> [TASK GOAL]: From the records below, copy the lines that include "dune".

> [SUPPLIED RECORDS]:
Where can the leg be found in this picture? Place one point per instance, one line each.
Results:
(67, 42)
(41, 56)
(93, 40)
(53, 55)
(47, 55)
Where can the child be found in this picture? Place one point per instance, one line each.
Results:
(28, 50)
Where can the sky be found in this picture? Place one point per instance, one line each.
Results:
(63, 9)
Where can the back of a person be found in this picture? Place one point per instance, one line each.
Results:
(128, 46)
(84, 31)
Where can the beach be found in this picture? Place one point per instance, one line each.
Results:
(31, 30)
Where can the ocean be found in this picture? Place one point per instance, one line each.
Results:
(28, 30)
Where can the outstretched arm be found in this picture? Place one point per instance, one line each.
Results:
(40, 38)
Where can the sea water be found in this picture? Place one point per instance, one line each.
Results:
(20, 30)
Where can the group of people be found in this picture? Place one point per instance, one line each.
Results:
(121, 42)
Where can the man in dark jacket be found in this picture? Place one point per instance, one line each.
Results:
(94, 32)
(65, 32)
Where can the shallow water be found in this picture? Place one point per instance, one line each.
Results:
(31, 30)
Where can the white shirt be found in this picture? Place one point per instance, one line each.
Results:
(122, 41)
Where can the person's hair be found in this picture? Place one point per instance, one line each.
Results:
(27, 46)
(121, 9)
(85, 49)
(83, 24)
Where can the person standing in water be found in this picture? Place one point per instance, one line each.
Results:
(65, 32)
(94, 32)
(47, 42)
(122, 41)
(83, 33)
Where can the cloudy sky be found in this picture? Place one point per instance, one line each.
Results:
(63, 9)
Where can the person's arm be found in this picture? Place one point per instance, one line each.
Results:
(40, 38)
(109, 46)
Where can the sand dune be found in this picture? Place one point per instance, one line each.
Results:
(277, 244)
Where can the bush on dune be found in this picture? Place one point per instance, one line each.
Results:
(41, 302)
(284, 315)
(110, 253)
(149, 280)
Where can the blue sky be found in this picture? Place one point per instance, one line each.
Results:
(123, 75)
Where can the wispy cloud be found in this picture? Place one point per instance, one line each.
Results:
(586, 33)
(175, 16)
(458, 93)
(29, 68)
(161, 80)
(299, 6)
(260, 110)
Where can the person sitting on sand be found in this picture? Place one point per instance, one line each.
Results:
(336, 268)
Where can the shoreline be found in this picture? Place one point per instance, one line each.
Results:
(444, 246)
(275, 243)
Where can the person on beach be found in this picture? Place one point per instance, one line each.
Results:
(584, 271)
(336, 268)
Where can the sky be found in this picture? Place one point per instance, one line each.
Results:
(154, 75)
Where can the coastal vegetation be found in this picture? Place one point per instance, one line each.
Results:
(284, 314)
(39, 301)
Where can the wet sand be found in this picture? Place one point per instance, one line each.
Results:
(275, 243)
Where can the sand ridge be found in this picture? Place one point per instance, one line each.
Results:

> [RESPONSE BOX]:
Where can the sand dune be found in this picture? Place one point per instance, one line each.
Where can the bush on dune be found in this picture? Place one point per instance, one line each.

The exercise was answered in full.